Kuşkusuz güncelliğe kapılmamak, müdahaleci olmak gerekir. Bunun için ise somut durum çok iyi tahlil edilmeli, olası gelişmeler önceden saptanabilmelidir. Kürdistan’da TC devletinin Kürt halkına karşı yürüttüğü savaş karşısında kim silaha sarılsa Kürt halkının sempati ve desteğini, güvenini ve saygısını kazanır. Bu doğaldır. PKK’nin yarattığı prestij ve otorite de bundandır. İşsizlik ve yoksulluktan beli bükülen, gelecek konusunda hiç bir umudu kalmayan, üstelik ırzı, namusu, canı faşist ve işgalci çete, milis ve askerlerce sürekli kıyılan Kürt halkı, genci, yaşlısı, kadını ve erkeğiyle bizzat burjuvazice direnmeye mecbur ve mahkum edilmekte, önünde başka bir yol bulunmamaktadır.

Kürdistan’da diğer parti ve örgütler bugünkü durumlarıyla böyle bir savaşı yürütemiyorlar. Yığınların direnişine baş çekmek, silahlı mücadele de dahil değişik mücadele biçimlerinin sentezini gerçekleştirerek mücadeleyi genel bir ulusal kurtuluş savaşına dönüştürmek için politik, örgütsel ve psikolojik bakımdan hazır bir siyasal önderlik ve güç yoktur. Buna rağmen savaş sürüyor.

Savaş Kürt sorununun artık herkesce kabul gördüğü ve sorunun nasıl çözüleceğinin düşünülüp tartışıldığı, Kuzey Kürdistan’da bir ulusal uyanış, bilinçlenme ve giderek direniş sürecinin ortaya çıktığı, ulusal kurtuluşa proleteryanın öncülük edebilmesinin nesnel koşullarının oluştuğu ve Kürt sorununun bölge çapında öne çıktığı koşullarda yani mücadelenin yeni bir evresi ve döneminde ortaya çıktı ve sürüyor. Giderek bu süreci etkileyip biçimlendiriyor.

| İşlenecek veriler |
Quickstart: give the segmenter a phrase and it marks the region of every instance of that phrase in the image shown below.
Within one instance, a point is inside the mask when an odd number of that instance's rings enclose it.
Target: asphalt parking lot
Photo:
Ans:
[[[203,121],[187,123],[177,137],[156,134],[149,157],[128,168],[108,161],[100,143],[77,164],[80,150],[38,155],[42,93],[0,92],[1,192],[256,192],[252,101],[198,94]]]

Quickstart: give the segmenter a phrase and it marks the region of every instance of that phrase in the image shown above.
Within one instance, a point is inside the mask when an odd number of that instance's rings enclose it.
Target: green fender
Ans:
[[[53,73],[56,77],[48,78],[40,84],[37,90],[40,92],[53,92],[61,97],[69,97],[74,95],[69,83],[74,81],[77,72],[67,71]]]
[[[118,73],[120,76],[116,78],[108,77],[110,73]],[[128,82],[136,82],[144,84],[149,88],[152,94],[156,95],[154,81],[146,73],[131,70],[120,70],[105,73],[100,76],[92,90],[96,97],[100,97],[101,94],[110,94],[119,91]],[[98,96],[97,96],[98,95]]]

| Görevler |
A - Listenin "image shown above." ifadesini içeren satırla başlayıp listenin sonunda biten kısmını, "green fender" yerine "red fender" koyarak yeniden yazın. Geri kalan her şey olduğu gibi kalsın.
B - Kürt sorunu ve Kürdistan'daki savaş üzerine olan metni kaldığı yerden devam ettirin.

| Yanıt listesi |
A -
Quickstart: give the segmenter a phrase and it marks the region of every instance of that phrase in the image shown above.
Within one instance, a point is inside the mask when an odd number of that instance's rings enclose it.
Target: red fender
Ans:
[[[53,73],[56,77],[48,78],[40,84],[37,90],[40,92],[53,92],[61,97],[69,97],[74,95],[69,83],[74,81],[77,72],[67,71]]]
[[[118,73],[120,76],[116,78],[108,77],[110,73]],[[128,82],[136,82],[144,84],[149,88],[152,94],[156,95],[154,81],[146,73],[131,70],[120,70],[105,73],[100,76],[92,90],[96,97],[100,97],[101,94],[110,94],[119,91]],[[98,96],[97,96],[98,95]]]

B -
Kuzey Kürdistan, Kürt sorununun en önemli düğüm noktası olmasına, belirleyici öneme sahip bulunmasına rağmen daha önceki dönemlerde (1920 – 30’lu yıllardaki isyanların ezilmesinden sonra) geri planda kalır, sesi duyulmazken bugün artık İran ve Irak Kürdistanlarındaki yenilgilerden sonra giderek Kürdistan genelindeki mücadelenin deyim yerindeyse başına geçmektedir. Bu, olağanüstü önemi olan bir olgudur, son derece devrimci bir gelişmedir ve güçlü potansiyeller taşımaktadır.

Öte yandan Kürdistan sorununun Ortadoğu’da kazandığı olağanüstü önem emperyalizmin de dikkatini, hesap ve oyunlarını buraya yöneltiyor.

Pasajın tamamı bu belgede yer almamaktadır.